- _Exercise goal_: Reproduce each of the following lines verbatim, with no changes to wording, punctuation, or order.

-- Start Extracted entries --

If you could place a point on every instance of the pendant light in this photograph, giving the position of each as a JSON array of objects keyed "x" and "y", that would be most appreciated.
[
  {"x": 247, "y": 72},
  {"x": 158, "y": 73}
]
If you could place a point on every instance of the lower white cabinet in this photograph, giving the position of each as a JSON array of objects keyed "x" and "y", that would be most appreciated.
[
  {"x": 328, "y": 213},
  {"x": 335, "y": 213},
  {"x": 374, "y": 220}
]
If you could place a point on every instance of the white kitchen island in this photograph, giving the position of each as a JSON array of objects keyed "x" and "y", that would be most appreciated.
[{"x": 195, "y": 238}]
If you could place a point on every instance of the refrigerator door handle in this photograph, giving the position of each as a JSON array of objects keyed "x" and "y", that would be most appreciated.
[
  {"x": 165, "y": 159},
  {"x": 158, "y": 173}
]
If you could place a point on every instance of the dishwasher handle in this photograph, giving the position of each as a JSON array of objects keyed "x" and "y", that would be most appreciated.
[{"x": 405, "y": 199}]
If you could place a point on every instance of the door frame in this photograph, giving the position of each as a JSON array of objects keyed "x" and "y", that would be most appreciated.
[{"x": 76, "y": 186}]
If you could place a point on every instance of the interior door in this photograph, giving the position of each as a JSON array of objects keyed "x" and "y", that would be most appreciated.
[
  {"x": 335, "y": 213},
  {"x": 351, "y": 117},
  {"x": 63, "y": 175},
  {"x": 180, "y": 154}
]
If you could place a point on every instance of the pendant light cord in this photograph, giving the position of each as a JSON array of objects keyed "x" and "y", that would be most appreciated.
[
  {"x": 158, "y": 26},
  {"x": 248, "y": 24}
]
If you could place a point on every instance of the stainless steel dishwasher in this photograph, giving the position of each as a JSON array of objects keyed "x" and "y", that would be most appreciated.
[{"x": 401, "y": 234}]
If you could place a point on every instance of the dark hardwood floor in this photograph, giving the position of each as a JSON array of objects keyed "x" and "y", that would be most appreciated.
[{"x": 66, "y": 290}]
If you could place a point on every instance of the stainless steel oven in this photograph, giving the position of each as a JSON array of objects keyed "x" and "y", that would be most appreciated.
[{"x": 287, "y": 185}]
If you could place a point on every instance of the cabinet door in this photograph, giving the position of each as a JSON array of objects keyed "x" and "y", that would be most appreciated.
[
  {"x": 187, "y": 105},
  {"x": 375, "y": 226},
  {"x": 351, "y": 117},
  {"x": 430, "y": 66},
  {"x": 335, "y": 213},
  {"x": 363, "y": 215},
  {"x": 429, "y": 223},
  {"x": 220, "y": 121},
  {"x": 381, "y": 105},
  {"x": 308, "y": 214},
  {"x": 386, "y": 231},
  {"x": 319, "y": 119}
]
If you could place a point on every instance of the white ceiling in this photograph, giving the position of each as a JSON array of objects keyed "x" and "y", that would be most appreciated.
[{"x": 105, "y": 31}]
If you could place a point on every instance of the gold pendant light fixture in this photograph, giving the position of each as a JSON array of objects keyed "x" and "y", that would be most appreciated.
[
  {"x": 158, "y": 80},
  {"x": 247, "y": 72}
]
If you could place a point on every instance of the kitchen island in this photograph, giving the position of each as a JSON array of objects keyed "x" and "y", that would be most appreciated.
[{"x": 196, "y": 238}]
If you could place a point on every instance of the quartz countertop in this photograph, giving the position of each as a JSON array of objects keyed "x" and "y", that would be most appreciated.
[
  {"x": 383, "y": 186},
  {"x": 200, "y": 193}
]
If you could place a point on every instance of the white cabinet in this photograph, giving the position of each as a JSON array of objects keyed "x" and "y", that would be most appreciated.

-- End Extracted entries --

- _Task answer_:
If you could place a point on every instance of the pendant light in this photograph, giving the position of each as a JSON array of objects keyed "x" and "y", that would be most appreciated.
[
  {"x": 247, "y": 72},
  {"x": 158, "y": 73}
]
If you could place a point on every instance of the lower white cabinet in this photograph, giving the position of each as a JSON array of objects keyed "x" and "y", that would be most appreciated.
[
  {"x": 328, "y": 213},
  {"x": 335, "y": 213},
  {"x": 374, "y": 220}
]
If you could place a point on every instance of the white kitchen island in this photograph, giving the position of each as a JSON array of objects keyed "x" and "y", that would be most appreciated.
[{"x": 195, "y": 238}]
If you could place a point on every instance of the refrigerator door handle in this photograph, giving the position of each as a JSON array of objects keyed "x" and "y", that would be most appreciated.
[
  {"x": 165, "y": 159},
  {"x": 158, "y": 173}
]
If you could place a point on every instance of the dishwasher handle in this photograph, giving the position of each as a JSON array of objects keyed "x" and "y", that would be most appreciated.
[{"x": 405, "y": 199}]
If you could place a point on every instance of the door frame in this photograph, giving the position of each as a JSON array of objects keyed "x" and "y", that would be most appreciated.
[{"x": 76, "y": 186}]
If you could place a point on every instance of the interior door in this photograph, giving the position of each as a JSON array of objects keyed "x" and "y", that would be most appreciated.
[
  {"x": 335, "y": 213},
  {"x": 351, "y": 117},
  {"x": 63, "y": 175},
  {"x": 180, "y": 154}
]
If you could place a point on every instance of the pendant light cord in this photograph, giving the position of each as a JSON array of objects keyed "x" and "y", that would be most appreciated.
[
  {"x": 158, "y": 26},
  {"x": 248, "y": 24}
]
If you could place a point on every instance of the stainless steel dishwasher in this photograph, giving the position of each as a JSON array of objects keyed "x" and "y", that would be most appreciated.
[{"x": 401, "y": 234}]
If you could place a point on every instance of the dark hardwood floor in this photograph, giving the position of each as a JSON array of objects keyed "x" and "y", that would be most appreciated.
[{"x": 66, "y": 290}]
If you could place a point on every instance of the stainless steel oven in this photograph, giving the position of each as a JSON array of objects keyed "x" and "y", that would be most appreciated.
[{"x": 287, "y": 185}]
If you could place a point on every instance of the cabinet door in this photograph, giving the position of each as a JSON array of objects keyed "x" and "y", that would be most appreciated.
[
  {"x": 187, "y": 105},
  {"x": 375, "y": 226},
  {"x": 351, "y": 117},
  {"x": 430, "y": 66},
  {"x": 335, "y": 213},
  {"x": 363, "y": 215},
  {"x": 429, "y": 223},
  {"x": 220, "y": 121},
  {"x": 381, "y": 105},
  {"x": 308, "y": 214},
  {"x": 386, "y": 231},
  {"x": 319, "y": 119}
]
If you could place a point on every instance of the white ceiling in this photograph, giving the position of each as a JSON array of objects keyed "x" and "y", that would be most appreciated.
[{"x": 105, "y": 31}]
If you could place a point on every instance of the gold pendant light fixture in this photograph, giving the position of each as a JSON array of objects keyed "x" and "y", that would be most appreciated.
[
  {"x": 158, "y": 80},
  {"x": 247, "y": 72}
]
If you could place a point on every instance of the kitchen island in this photograph, giving the position of each as a JSON array of objects keyed "x" and "y", that would be most appreciated.
[{"x": 196, "y": 238}]
If you could place a point on every instance of the quartz countertop in this photograph, giving the position of each as a JSON array of objects keyed "x" and "y", that would be most appreciated.
[
  {"x": 383, "y": 186},
  {"x": 200, "y": 193}
]
If you could place a point on every instance of the white cabinet in this photograph, giving the position of each as a JSON array of objects keyed "x" and "y", that would be most appreciated.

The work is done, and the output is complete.